:: Text passage ::

The ringgit has dipped by approximately 8.64% to the US dollar so far this year. The currency also breached a record low of 3.48 against the Singapore dollar this week, while also trading lower against most other Asian currencies. Malaysia’s currency traded at 3.48 to the Singapore dollar at the time of publication, depreciating around 6.4% this year.
The BNM governor said recent ringgit fluctuations appear to be driven primarily by geopolitical events, wherein the US dollar has strengthened on safe-haven demand amid concerns about an escalation of the Israel-Hamas conflict into a wider regional war.
“It certainly does not reflect our economic fundamentals,” Abdul Rasheed said, pointing to Malaysia’s current account surplus and moderating inflation.

But seven straight months of decline in exports through September, due in part to weaker-than-expected demand in China, Malaysia’s largest trading partner, has weighed against the ringgit.
The local market, meanwhile, saw net portfolio outflows in the first half of 2023, with global funds reportedly selling off US$324 million of Malaysian stocks in October alone.
“Besides the higher interest rates in the US, which attracted capital outflows from [Southeast Asian] economies as investors seek higher returns…. weaker prices for commodities such as palm oil and liquefied natural gas, which constitute a significant share of Malaysia’s exports, have also affected the country’s export earnings,” said Tan Wen Wei, Asia analyst at the Economist Intelligence Unit (EIU).
BNM paused hiking rates in July, holding its overnight policy rate (OPR) at a record 250 basis point discount relative to the upper bound of the US Federal Reserve funding rate. That widening rate differential has put Malaysia’s central bank on the horns of a policy dilemma given that narrowing the rate gap to stem outflows would require raising rates and hurting the local economy.
Governor Abdul Rasheed told an October 23 press conference that the central bank is committed to taking all necessary measures to maintain a “smooth and controlled adjustment of the ringgit.” He said the BNM possesses “an array of market measures” and is ready to support the sliding ringgit should the need arise, without elaborating on the conditions that could cause the central bank to intervene.
Analysts are of two minds about whether the BNM should raise the OPR to reduce the interest rate differential with the US or pursue other policy options, such as intervening in foreign exchange markets or even imposing capital controls as it did in 1998 at the height of the Asian financial crisis.
“The imposition of such controls [would] risk eroding investors’ confidence and the banking system is better capitalized right now as compared to the past… We do not think BNM will go down this route,” said Tan. “The most palatable option to the BNM will be foreign exchange intervention. This measure has temporary and limited impact, thus it is not sustainable for prolonged periods.”

:::

• [Assignment 1]
Reproduce the part of the ringgit article starting with "The BNM governor" and going on through "against the ringgit.".
• [Assignment 2]
In the ringgit article, what record low did the currency breach against the Singapore dollar this week?
• [Assignment 3]
Carry the ringgit article forward from its final sentence.
The lines after the ringgit article come from a separate source.

:: Material provided ::

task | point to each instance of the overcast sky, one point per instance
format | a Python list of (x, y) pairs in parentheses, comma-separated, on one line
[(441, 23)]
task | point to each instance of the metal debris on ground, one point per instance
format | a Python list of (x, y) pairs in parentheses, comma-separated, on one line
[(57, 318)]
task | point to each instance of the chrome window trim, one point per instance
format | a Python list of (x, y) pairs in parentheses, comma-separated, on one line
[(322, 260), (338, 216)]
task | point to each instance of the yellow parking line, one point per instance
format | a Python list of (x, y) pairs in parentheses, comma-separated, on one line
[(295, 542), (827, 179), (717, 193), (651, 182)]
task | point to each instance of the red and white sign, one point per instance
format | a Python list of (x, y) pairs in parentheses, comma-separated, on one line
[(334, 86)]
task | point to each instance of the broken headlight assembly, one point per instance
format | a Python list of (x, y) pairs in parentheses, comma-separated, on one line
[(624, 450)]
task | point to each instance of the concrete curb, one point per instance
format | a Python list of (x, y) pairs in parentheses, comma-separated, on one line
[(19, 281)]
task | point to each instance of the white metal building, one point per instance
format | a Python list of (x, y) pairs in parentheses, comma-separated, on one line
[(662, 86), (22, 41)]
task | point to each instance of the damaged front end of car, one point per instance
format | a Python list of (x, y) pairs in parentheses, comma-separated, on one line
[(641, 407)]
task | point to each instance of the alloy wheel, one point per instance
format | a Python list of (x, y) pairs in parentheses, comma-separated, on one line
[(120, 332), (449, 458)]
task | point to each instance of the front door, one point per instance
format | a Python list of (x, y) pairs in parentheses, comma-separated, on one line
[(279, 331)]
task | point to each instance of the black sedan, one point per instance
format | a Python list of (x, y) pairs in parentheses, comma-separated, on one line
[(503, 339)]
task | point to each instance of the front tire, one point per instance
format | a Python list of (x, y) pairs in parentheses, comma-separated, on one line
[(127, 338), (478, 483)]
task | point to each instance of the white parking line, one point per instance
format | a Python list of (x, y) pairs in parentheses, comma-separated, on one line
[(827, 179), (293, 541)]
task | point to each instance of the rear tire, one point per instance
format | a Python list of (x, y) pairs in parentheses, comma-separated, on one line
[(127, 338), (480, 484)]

:::

• [Exercise output 1]
The BNM governor said recent ringgit fluctuations appear to be driven primarily by geopolitical events, wherein the US dollar has strengthened on safe-haven demand amid concerns about an escalation of the Israel-Hamas conflict into a wider regional war.
“It certainly does not reflect our economic fundamentals,” Abdul Rasheed said, pointing to Malaysia’s current account surplus and moderating inflation.

But seven straight months of decline in exports through September, due in part to weaker-than-expected demand in China, Malaysia’s largest trading partner, has weighed against the ringgit.

• [Exercise output 2]
3.48

• [Exercise output 3]
Deputy Finance Minister Ahmad Maslan said earlier this week that raising the OPR, now at 3%, may no longer be “relevant” given that Malaysia’s headline inflation rate slowed to 1.9% year-on-year in September, marking the first time inflation was below 2% in nearly three years.
He assessed that the US federal funds rate (FFR), now at 5.5%, would likely remain elevated for an extended period as the Federal Reserve seeks to control inflation that, while far lower than a year ago, is proving difficult to tame. Analysts are split about whether the US Fed will raise interest rates at its upcoming October 31 to November 1 meeting.
“Even if the OPR is raised despite easing inflation in the economy, the positive effect on the ringgit will likely be overwhelmed by US rate hike expectations,” said Yeah Kim Leng, a senior fellow and director of the Economic Studies Program at the Jeffrey Cheah Institute on Southeast Asia at Malaysia’s Sunway University.

“Given that currencies under floating exchange rate regimes are prone to misalignments and overshooting, Malaysia’s economy is better off whereby policymakers continue to focus on strengthening the country’s underlying fundamentals. Meanwhile, BNM should continue its policy to smoothen adjustments but not determine the ringgit level or deplete its reserves in its defense.”
Malaysia’s government says 2023 gross domestic product (GDP) growth will come in at the low end of its 4% to 5% forecast after third-quarter growth rose by 3.3%, up from 2.9% in the previous quarter. The World Bank earlier this month revised down its full-year growth forecast for Malaysia to 3.9% from an earlier 4.3%, citing limited fiscal space as a key macroeconomic challenge.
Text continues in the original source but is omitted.